» Records shown:
--
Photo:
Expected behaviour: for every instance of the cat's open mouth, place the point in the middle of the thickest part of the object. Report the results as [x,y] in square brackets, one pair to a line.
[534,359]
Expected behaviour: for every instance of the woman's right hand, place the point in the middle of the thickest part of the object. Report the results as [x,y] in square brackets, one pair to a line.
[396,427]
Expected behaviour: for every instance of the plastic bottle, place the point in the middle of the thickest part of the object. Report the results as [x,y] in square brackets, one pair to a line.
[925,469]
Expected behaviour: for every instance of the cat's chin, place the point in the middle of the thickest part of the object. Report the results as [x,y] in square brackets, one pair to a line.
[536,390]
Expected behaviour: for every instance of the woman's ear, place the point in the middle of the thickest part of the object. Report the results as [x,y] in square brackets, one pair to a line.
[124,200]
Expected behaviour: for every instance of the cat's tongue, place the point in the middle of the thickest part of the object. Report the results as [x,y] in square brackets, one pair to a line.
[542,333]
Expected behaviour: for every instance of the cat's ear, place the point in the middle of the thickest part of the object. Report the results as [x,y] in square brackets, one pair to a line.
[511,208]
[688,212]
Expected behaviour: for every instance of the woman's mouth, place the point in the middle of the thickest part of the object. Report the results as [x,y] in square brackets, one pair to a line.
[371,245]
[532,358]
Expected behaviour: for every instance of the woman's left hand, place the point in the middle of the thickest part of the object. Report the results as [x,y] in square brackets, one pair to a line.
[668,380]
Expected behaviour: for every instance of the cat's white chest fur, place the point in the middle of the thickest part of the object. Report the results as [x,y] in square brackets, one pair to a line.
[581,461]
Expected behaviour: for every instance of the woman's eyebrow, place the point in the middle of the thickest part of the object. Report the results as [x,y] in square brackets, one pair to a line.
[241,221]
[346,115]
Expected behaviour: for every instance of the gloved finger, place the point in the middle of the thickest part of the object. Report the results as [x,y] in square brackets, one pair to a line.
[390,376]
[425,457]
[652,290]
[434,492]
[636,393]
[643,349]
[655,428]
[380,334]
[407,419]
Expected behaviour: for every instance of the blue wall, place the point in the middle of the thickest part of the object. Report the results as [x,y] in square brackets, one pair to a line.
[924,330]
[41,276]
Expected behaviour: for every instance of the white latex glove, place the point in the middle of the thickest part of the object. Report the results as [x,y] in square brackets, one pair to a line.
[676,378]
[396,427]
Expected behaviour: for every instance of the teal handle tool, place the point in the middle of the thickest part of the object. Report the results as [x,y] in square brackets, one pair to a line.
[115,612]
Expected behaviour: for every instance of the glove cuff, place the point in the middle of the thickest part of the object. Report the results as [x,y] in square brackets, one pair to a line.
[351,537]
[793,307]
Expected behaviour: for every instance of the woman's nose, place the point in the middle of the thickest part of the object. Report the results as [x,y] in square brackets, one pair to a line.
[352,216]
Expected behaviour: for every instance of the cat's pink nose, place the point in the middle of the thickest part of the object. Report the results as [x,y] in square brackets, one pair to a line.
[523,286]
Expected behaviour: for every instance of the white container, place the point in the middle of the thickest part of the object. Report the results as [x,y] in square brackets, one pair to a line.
--
Reproduce each line above exactly.

Photo:
Expected behaviour: for every instance of the cat's open mouth, place the point in the middle of the thickest part of the object. Report the results as [x,y] in square brackets, one pair to a line.
[534,359]
Expected behaviour: for every instance of the woman's right hand, place the point in the middle of the thickest part of the object. Report the results as [x,y] in square brackets, one pair to a line.
[396,427]
Expected behaviour: for every instance of the plastic bottle, place the point in the middle of the thickest part of the object. Report the results as [x,y] in square brackets, one pair to a line.
[925,469]
Expected behaviour: for every instance of the cat's chin, place the point in the middle of the thickest part of the object. Report the results as [x,y] in square brackets, one pair to a line.
[536,390]
Expected behaviour: for every instance of the woman's ear, place the point in the middle of the thickest part of the object. Report the results as [x,y] in square brackets, one pair to a line.
[124,200]
Expected behaviour: for every instance of the cat's tongue, place the point in the middle of the thickest part of the object. Report the results as [x,y] in square brackets, one pair to a line.
[542,333]
Expected behaviour: for every instance of the cat's ear, place the point in the middle of the thickest part of the object. Report the results as [x,y] in square brackets, one pair to a line.
[511,208]
[688,212]
Expected behaviour: for every instance of the woman's mouth, place the point in the middle of the thickest part of the object. Report the results as [x,y] in square brackets, one pair to a line.
[371,245]
[532,358]
Expected behaviour: for every instance of the woman's left hand, place the point in the middle of the thickest part of the object. Report the results as [x,y] in square brackets, one pair to a line.
[668,380]
Expected behaviour: for every instance of the cat's white chest fur, place the point in the middle of the thickest part of the object. Report the results as [x,y] in square brackets, one pair to a line.
[581,461]
Expected behaviour: for every instance of the woman's eyebrow, place the point in the middle of the thickest part of the object. Report the results as [x,y] in square brackets, one pair to a line.
[241,221]
[346,115]
Expected behaviour: for every instance of the gloved finger, place the point in the middle of the thickest part of the object. Report the results as [x,y] in square brackets, one pair to a line.
[390,376]
[425,457]
[652,290]
[434,492]
[636,393]
[643,349]
[655,428]
[380,334]
[407,419]
Expected behaviour: for every instance of the blue wall, place the point in the middle of the thickest part of the object. Report the results as [x,y] in square brackets, one pair to a line.
[924,330]
[41,276]
Expected behaviour: for every instance of the white latex glove, place the point in the middle of the thickest part of the object. Report the results as [x,y] in square brackets, one pair to a line.
[676,378]
[396,427]
Expected behaviour: for every instance of the teal handle tool, place the point in the middle of the thickest part of the object. Report the results as [x,y] in square brackets, one pair to a line.
[115,612]
Expected behaviour: for every instance of the glove cuff, place the point in the middle of the thickest part of the object. Report the results as [x,y] in square brackets, one pair to a line.
[351,537]
[793,307]
Expected behaviour: for every instance of the woman's nose, place the point in the middle of the thickest part of the object. Report the results as [x,y] in square brackets, one pair to a line.
[352,216]
Expected behaviour: for every instance of the cat's pink nose, place the point in the middle of the thickest part of the object. Report the results as [x,y] in square brackets, one pair to a line.
[523,286]
Expected behaviour: for every instance of the white container, place the point in the middle of the thickest part of the object. Report the results as [x,y] in square brackets, one pair to a line.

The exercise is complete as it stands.